• **Goal**
Pull out every line below that contains the string "groundsel". Case counts, so copy only lines where it appears with the same capitalization.

• **Raw data**

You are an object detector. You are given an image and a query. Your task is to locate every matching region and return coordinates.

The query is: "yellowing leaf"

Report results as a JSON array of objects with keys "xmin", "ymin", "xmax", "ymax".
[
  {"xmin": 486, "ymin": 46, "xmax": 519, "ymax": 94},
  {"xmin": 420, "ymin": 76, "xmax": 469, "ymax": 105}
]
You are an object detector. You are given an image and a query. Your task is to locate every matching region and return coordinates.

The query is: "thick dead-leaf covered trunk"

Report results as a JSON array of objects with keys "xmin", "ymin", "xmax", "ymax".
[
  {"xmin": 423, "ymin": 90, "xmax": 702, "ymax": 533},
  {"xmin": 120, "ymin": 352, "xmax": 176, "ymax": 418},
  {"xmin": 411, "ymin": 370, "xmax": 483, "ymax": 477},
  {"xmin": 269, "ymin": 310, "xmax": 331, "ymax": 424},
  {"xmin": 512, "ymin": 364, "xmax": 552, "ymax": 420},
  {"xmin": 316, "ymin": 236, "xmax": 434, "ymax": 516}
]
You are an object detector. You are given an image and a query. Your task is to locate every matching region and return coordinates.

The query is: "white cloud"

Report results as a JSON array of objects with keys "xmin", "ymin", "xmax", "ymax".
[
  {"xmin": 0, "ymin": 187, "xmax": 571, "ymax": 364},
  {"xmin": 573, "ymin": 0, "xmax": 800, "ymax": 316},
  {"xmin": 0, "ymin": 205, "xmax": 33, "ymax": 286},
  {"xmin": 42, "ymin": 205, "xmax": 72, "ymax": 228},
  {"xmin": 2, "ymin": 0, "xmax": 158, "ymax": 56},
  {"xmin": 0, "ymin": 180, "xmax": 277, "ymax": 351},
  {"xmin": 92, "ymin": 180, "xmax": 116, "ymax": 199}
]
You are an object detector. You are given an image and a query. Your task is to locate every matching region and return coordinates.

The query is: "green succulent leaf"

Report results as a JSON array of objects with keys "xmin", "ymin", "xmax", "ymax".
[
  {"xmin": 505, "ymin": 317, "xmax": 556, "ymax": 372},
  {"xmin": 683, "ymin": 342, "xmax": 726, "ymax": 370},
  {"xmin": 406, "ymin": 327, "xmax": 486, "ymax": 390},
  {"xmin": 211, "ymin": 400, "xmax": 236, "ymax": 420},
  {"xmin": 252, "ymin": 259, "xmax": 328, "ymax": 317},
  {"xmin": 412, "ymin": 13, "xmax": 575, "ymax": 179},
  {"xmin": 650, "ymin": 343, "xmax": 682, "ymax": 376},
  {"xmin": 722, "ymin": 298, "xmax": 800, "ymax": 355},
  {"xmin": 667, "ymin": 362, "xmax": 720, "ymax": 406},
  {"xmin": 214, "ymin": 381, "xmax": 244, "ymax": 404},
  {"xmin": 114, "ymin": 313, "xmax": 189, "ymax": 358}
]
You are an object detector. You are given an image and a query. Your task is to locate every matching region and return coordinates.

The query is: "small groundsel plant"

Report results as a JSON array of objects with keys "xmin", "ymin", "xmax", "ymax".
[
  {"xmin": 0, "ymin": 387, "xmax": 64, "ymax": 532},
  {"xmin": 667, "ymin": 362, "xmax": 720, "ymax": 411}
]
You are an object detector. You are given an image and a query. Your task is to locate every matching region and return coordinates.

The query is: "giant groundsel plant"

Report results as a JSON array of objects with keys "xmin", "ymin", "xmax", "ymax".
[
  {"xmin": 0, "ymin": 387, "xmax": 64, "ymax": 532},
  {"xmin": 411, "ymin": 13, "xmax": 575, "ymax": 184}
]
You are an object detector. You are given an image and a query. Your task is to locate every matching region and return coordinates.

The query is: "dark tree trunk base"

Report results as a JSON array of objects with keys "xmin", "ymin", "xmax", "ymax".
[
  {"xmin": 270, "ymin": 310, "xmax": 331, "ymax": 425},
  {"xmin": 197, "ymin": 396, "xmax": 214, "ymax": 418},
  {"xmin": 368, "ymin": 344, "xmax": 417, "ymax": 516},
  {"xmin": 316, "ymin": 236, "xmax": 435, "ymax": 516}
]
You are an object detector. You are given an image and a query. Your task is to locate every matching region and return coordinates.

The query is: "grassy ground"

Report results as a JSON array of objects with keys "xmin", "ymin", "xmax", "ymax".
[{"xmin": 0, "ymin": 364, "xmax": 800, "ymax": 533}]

• **Problem solution**
The query is: "small groundsel plant"
The query is: "giant groundsel plant"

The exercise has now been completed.